[EXCERPT PROVIDED — start]

Random effect was modeled on CL1 and V1. Residual unexplained variability was modeled by the proportional error model as Cobsij= Cij (1+ εij), where Cobsij is the observed plasma concentration in the ith subject at the jth point in time, Cij is the predicted plasma concentration, and εij is the proportional residual error with the presumption ε ε N (0,σ2).
The final model was defined after introducing the covariates into the base model using quasi-random parametric expectation maximization (QRPEM) method for more accurate population estimates. With every inclusion of a covariate to base model, the enhancement in the fit was analyzed. Covariate was incorporated if the change in objective function value (dOFV) was >3.84, which correlates to a statistical significance of P < 0.05, found on a Chi-squared distribution. During the successive backward deletion of covariates, a more conventional statistical significance criterion was applied (dOFV > 7.879, P < 0.005). Ancillary criteria for assessing the covariates incorporated were (1) depletion in unexplained interindividual variability, (2) diagnostic plots of the weighted residuals, and (3) goodness of fit plots.

[EXCERPT PROVIDED — finish]
[DATASET EXTRACT — start]

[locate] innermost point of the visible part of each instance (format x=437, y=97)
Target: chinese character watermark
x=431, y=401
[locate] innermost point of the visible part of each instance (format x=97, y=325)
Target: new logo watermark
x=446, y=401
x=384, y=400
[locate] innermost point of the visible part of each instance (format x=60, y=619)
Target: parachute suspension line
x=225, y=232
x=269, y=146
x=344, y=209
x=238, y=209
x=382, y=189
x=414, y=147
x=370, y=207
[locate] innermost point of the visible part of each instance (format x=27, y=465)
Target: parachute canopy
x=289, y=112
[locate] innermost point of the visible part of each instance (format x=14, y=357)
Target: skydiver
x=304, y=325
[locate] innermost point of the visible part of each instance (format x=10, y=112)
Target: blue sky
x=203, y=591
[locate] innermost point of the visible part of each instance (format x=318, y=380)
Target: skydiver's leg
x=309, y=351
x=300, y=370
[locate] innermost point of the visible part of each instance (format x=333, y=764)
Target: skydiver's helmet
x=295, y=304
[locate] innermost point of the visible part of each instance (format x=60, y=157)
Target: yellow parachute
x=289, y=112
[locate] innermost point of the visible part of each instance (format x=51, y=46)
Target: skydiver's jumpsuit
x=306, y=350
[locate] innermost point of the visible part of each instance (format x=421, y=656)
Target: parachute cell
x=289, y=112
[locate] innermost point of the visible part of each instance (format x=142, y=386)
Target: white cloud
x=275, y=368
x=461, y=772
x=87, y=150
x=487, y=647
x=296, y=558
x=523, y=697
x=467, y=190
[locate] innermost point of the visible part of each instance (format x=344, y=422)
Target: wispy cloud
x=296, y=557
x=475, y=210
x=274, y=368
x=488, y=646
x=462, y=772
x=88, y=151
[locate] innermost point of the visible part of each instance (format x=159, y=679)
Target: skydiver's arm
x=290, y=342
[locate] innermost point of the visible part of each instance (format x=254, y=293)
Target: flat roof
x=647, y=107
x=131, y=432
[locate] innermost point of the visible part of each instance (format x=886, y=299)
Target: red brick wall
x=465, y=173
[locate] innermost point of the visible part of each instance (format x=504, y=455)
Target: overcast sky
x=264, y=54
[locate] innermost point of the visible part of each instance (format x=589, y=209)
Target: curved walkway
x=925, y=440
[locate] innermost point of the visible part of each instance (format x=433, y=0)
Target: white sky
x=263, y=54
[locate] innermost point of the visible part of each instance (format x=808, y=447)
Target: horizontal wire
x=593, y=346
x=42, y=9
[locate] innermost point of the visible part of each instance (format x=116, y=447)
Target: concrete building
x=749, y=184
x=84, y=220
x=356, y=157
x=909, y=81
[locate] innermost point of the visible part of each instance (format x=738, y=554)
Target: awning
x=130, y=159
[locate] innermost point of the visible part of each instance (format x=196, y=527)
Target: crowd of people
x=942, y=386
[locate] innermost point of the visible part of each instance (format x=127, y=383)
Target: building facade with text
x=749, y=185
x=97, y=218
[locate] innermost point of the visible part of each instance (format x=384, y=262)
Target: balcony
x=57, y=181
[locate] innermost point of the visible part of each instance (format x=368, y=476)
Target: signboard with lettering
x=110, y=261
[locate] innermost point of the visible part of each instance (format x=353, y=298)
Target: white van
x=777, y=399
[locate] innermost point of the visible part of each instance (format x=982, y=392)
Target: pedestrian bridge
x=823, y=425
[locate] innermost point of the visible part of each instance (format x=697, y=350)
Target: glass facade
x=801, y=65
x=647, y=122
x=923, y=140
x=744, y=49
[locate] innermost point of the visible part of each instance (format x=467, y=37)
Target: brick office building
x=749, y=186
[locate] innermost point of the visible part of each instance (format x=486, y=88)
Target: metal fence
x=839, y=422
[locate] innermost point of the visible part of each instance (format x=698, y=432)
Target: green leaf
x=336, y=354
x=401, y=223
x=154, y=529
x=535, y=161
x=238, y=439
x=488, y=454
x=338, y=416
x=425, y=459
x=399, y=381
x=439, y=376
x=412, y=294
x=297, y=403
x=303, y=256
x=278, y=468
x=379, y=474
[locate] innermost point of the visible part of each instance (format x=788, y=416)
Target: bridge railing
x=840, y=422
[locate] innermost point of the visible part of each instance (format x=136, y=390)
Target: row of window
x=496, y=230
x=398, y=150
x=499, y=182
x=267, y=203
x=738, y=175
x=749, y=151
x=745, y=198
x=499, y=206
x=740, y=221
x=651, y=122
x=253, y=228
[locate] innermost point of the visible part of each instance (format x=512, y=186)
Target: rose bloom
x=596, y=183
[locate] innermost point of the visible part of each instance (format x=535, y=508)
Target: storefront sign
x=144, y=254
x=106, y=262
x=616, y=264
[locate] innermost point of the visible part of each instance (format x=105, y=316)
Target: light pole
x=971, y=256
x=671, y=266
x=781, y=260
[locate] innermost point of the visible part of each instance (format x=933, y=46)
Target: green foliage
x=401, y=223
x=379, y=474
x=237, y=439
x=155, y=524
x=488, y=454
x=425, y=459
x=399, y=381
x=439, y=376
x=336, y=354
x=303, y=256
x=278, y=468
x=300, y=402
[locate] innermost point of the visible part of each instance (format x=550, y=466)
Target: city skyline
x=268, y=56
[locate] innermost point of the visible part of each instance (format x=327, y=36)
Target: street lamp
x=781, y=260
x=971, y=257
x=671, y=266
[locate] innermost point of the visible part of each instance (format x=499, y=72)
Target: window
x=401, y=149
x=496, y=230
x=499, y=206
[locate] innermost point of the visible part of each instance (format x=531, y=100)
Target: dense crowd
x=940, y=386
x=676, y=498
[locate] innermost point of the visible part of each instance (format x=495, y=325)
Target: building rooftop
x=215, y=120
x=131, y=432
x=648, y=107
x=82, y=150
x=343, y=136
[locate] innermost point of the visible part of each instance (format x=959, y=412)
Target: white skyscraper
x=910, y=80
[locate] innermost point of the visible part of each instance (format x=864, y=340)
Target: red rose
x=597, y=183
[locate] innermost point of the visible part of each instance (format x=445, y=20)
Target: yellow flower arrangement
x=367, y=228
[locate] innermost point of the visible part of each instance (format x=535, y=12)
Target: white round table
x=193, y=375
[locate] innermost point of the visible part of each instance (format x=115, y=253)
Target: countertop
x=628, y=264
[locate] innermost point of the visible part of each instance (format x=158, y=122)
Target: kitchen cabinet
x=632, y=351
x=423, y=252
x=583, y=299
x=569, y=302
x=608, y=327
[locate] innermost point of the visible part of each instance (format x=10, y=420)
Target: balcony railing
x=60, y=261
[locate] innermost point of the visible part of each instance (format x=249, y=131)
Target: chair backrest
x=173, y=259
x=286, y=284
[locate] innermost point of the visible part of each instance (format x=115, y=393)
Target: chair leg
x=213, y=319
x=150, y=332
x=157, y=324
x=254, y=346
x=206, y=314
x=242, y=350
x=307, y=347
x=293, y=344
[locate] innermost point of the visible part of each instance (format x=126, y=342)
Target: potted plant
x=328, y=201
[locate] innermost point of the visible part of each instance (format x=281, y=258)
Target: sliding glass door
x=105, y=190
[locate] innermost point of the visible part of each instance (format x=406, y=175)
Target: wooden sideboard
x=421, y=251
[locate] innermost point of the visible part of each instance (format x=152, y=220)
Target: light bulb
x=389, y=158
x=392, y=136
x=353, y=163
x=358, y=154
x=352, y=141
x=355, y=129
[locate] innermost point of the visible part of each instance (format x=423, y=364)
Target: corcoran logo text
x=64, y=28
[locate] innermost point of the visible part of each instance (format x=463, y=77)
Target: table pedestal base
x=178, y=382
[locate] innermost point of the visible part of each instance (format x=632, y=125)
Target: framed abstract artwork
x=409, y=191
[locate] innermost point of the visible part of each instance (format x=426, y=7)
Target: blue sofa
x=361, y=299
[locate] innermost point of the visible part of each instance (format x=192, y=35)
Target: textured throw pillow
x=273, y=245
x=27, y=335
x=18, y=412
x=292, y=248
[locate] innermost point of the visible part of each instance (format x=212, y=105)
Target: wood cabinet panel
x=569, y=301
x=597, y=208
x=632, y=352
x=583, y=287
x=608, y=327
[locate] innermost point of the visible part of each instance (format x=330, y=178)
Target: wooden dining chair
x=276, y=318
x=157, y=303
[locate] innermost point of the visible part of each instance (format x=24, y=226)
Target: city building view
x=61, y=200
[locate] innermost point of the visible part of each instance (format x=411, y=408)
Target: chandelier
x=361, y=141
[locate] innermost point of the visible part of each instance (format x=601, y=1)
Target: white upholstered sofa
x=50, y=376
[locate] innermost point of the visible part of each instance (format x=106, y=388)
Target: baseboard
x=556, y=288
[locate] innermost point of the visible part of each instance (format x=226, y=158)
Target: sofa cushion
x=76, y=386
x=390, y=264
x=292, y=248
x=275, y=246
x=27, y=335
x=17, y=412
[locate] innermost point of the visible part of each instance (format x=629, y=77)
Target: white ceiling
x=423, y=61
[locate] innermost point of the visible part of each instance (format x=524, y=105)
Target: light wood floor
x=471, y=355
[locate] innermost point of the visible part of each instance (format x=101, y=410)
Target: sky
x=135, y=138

[DATASET EXTRACT — finish]

* **LIST OF TASKS**
A: Answer these from the excerpt on the population model:
(i) Which two parameters was random effect modeled on?
(ii) What dOFV value did adding a covariate have to exceed for it to be kept?
(iii) What dOFV cutoff and P value were used during backward deletion of covariates?
B: Resume the excerpt on the population model, starting right after its last sentence.
You won't need the lines to do this.

* **ANSWERS BY ITEM NUMBER**
A:
(i) CL1 and V1
(ii) 3.84
(iii) dOFV > 7.879, P < 0.005

B:
Model evaluation and simulation studies
Accuracy and robustness of the final model were evaluated by bootstrap resampling method and visual predictive check (VPC) method in Phoenix NLME (version 1.3)., The final model was integrated to 1000 bootstrap datasets to acquire the median value for each PK parameter after accounting for random-effect and fixed-effect (residual unexplained variability and interindividual variability) parameters. Median values of the nonparametric bootstrap analysis were analyzed with the original data for bias and predictive error with 95% confidence intervals.
A VPC was performed to compare the replicated and actual data. The plasma concentration versus time profiles of propofol was replicated using 1000 replicates of each participant, and the predicted concentration data and the 95% prediction interval were enumerated and analyzed with the observed concentration data.
| Results|| |
The demographics of the participated children are described in [Table 1]. A total of 144 blood samples from 12 children were analyzed. All the data points were used for the PK modeling. Individual plasma propofol concentration against time curves is displayed in [Figure 2].
Propofol pharmacokinetic model and covariate analysis
A three-compartment model fitted data better compared to a two-compartment model based on AIC values [Appendix Table 1] and individual residuals versus individual-predicted plots in initial naïve-pooled analysis. Therefore, the model was specified as volume of distribution of the central compartment (V1), volume of distribution of the second (rapid distribution) compartment (V2), volume of distribution of the third (slow distribution) compartment (V3), systemic clearance (CL1), rapid distributional clearance (CL2), and slow distributional clearance (CL3).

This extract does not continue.